YOUR GOAL> Format all of the data below as a JSON list of strings with one string for each line, leaving out any blank lines.

RECORDS SUPPLIED>
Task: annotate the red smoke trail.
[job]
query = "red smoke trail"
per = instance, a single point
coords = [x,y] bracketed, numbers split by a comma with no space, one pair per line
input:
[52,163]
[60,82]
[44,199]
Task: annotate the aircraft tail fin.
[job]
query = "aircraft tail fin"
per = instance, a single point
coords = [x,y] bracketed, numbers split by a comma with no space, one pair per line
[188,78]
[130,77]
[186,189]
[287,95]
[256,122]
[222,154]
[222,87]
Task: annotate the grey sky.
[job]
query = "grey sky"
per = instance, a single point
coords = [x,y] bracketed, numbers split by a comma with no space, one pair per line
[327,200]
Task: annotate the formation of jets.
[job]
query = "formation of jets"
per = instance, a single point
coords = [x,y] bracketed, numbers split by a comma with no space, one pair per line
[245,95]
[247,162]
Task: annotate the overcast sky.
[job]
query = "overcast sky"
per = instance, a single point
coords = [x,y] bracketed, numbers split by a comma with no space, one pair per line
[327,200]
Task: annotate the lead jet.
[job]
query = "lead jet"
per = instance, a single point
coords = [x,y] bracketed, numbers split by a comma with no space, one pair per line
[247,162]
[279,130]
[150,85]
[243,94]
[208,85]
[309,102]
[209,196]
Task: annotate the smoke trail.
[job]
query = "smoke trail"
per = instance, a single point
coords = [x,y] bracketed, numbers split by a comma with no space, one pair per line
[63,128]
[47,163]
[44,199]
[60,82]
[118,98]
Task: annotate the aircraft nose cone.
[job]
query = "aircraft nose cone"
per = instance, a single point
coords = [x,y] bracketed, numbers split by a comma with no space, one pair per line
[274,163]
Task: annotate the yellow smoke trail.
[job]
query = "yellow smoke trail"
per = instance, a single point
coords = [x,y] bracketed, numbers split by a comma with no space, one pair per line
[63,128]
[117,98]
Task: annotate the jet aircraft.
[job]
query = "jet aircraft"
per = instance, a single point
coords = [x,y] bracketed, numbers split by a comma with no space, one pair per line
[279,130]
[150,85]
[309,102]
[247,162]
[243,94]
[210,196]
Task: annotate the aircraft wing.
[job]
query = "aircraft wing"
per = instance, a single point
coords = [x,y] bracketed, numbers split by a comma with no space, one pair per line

RESULT>
[
  "Task: annotate the red smoke trail.",
  "[job]",
  "query = \"red smoke trail\"",
  "per = instance, a single point",
  "coords = [x,y] bracketed, numbers split by a comma with no space, one pair per line",
  "input:",
  "[52,163]",
  "[60,82]",
  "[44,199]",
  "Task: annotate the aircraft tail fin.",
  "[job]",
  "query = \"aircraft tail fin\"",
  "per = instance, a single point",
  "coords = [x,y] bracketed, numbers split by a comma with no space, one pair per line",
  "[188,78]",
  "[130,77]",
  "[186,189]",
  "[287,95]",
  "[256,122]",
  "[222,154]",
  "[222,87]",
  "Task: annotate the grey sky.",
  "[job]",
  "query = \"grey sky\"",
  "per = instance, a single point",
  "coords = [x,y] bracketed, numbers split by a comma with no space, one pair per line",
  "[327,200]",
  "Task: annotate the formation of jets.",
  "[job]",
  "query = \"formation of jets\"",
  "per = instance, a single point",
  "coords = [x,y] bracketed, numbers split by a comma with no space, one pair per line",
  "[245,95]",
  "[247,162]",
  "Task: annotate the overcast sky.",
  "[job]",
  "query = \"overcast sky\"",
  "per = instance, a single point",
  "coords = [x,y] bracketed, numbers split by a comma with no space, one pair per line",
  "[327,200]",
  "Task: annotate the lead jet.",
  "[job]",
  "query = \"lead jet\"",
  "per = instance, a single point",
  "coords = [x,y] bracketed, numbers split by a comma with no space, one pair per line",
  "[247,162]",
  "[279,130]",
  "[150,85]",
  "[243,94]",
  "[208,85]",
  "[309,102]",
  "[209,196]",
  "Task: annotate the smoke trail.",
  "[job]",
  "query = \"smoke trail\"",
  "per = instance, a single point",
  "coords = [x,y] bracketed, numbers split by a comma with no space, one pair per line",
  "[63,128]",
  "[47,163]",
  "[44,199]",
  "[60,82]",
  "[118,98]",
  "Task: annotate the aircraft nose cone.",
  "[job]",
  "query = \"aircraft nose cone\"",
  "per = instance, a single point",
  "coords = [x,y] bracketed, numbers split by a comma with no space, one pair per line",
  "[274,163]",
  "Task: annotate the yellow smoke trail.",
  "[job]",
  "query = \"yellow smoke trail\"",
  "per = instance, a single point",
  "coords = [x,y] bracketed, numbers split by a comma with no space, one pair per line",
  "[63,128]",
  "[117,98]",
  "Task: annotate the jet aircraft.",
  "[job]",
  "query = \"jet aircraft\"",
  "per = instance, a single point",
  "coords = [x,y] bracketed, numbers split by a comma with no space, one pair per line",
  "[279,130]",
  "[150,85]",
  "[309,102]",
  "[247,162]",
  "[243,94]",
  "[210,196]",
  "Task: annotate the aircraft wing.",
  "[job]",
  "query = \"aircraft wing\"",
  "per = instance, a single point",
  "coords = [x,y] bracketed, numbers split by a comma with no space, one pair per line"
]